**Aufgaben**
a: Beantworten Sie anhand des Textes über Bohrschlammgruben im Landkreis Celle die folgenden Fragen.
(i) Welcher Partei gehört Behiye Uca an?
(ii) Welches Magazin hat die Recherchen zu den giftigen Bohrschlämmen öffentlich gemacht?
(iii) Welche Behörde wird als zuständige Aufsichtsbehörde genannt, und wo hat sie ihren Sitz?
b: Schreiben Sie den Text über Bohrschlammgruben im Landkreis Celle im Anschluss an seinen letzten Satz weiter.

**Textauszug**
------------------------------------------------

Bohrschlammgruben Teil III: Es war ja zu erwarten…

von Diplom-Geologe Dirk Weißenborn

Frau Behiye Uca (Die LINKE) ist Mitglied des Kreistages im Landkreis Celle. Vor kurzem richtete sie eine Anfrage an die Verwaltung des Landkreises Celle (d.h. den Landrat) zu den Bohrschlammgruben im Landkreis Celle. Der Text der Anfrage ist dem Online-Nachrichtenportal „Celleheute.de“ 1:1. entnommen und kann unter http://celleheute.de/behiye-uca-stellt-anfrage-zu-bohrsachlammgruben/ eingesehen werden.

Dort ist zu lesen:

Anfrage zu Bohrschlammgruben im Landkreis Celle

Zehntausende Tonnen giftiger Bohrschlämme verunreinigen an hunderten Orten Niedersachsens die Böden. Das brachten Ende letzten Jahres Recherchen des NDR Verbraucher- und Wirtschaftsmagazins „Markt“ ans Licht der Öffentlichkeit. Die zuständige Aufsichtsbehörde, das Landesamt für Bergbau, Energie und Geologie (LBEG) in Hannover, wie auch das Umweltministerium kündigten systematische Untersuchungen an. Selbstverständlich ist auch der Landkreis Celle betroffen, war die Region doch eines niedersächsischen Hauptfördergebiete von Erdöl. Der Celler Zweckverband Abfallwirtschaft hat – laut CZ – bisher im Landkreis Celle 37 „identifiziert“.

------------------------------------------------

**Bereitgestellte Datensätze**
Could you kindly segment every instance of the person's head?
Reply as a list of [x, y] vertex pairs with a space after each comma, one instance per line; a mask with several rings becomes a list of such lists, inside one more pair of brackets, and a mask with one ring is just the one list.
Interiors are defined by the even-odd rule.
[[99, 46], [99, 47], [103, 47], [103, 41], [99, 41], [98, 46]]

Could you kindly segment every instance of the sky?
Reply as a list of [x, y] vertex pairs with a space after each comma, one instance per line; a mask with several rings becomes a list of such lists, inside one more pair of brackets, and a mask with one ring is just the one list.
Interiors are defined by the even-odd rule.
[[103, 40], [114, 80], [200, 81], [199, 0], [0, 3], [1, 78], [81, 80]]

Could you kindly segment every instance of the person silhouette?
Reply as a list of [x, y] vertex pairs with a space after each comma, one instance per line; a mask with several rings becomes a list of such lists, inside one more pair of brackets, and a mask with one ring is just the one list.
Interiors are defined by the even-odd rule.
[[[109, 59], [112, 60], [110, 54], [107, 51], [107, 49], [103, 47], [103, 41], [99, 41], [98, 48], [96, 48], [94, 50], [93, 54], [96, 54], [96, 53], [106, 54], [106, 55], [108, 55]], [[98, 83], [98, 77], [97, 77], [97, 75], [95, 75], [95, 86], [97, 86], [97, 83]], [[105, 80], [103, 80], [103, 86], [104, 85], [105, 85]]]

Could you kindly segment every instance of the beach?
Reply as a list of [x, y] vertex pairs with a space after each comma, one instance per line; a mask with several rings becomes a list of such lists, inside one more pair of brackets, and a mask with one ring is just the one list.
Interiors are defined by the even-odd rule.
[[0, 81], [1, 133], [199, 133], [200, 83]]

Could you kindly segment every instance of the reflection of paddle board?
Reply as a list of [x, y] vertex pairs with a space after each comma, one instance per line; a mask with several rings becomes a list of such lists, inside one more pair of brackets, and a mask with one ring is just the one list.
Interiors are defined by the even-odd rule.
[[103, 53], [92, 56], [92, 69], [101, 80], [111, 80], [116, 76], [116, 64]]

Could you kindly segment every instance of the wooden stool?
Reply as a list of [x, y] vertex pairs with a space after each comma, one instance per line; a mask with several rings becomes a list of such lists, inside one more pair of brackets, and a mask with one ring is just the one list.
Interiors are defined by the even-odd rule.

------------------------------------------------

**Lösungen**
a:
(i) Die LINKE
(ii) Das NDR Verbraucher- und Wirtschaftsmagazin „Markt“
(iii) Das Landesamt für Bergbau, Energie und Geologie (LBEG) mit Sitz in Hannover

b:
Ich frage die Verwaltung:

1.) Sind der Verwaltung Bohrschlammgruben im Landkreis Celle bekannt?

2.) Wenn derartige Bohrschlammgruben bekannt sind: Wo befinden sich diese? Wurden sie schon einmal auf ein mögliches Gefährdungspotenzial hin untersucht? Wenn ja, mit welchem Ergebnis? Falls nein, hält die Verwaltung es für erforderlich, entsprechende Untersuchungen in Auftrag zu geben?

3.) Wie werden mögliche weitere frühere Bohrschlammgruben im Landkreis Celle ausfindig gemacht? Hält es die Verwaltung für sinnvoll – wie in anderen Landkreisen geschehen, durch einen entsprechenden Aufruf an ältere Mitbürgerinnen und Mitbürger Kenntnis über weitere vorhandene Lagerstätten zu bekommen?

Diese Anfrage stellt zunächst einmal einen völlig normalen parlamentarischen Vorgang dar. Die Schutzgüter, besonders Grund- und Trinkwasser liegen uns allen am Herzen. Interessant ist dabei nur, dass eine solche Anfrage aus den Reihen der Kreistagsfraktion von Bündnis 90/Die Grünen bisher nicht gekommen war. Möglicherweise wollten deren Mitglieder den Umweltminister des Landes Niedersachsen, Herrn Stefan Wenzel (GRÜNE) nicht in Verlegenheit bringen. Immerhin ist eine erste umfangreichere Stellungnahme der interministeriellen Arbeitsgruppe, bestehend aus Vertretern des Niedersächsischen Umweltministeriums, des Niedersächsischen Wirtschaftsministeriums und des LBEG erst für das Frühjahr 2015 angekündigt.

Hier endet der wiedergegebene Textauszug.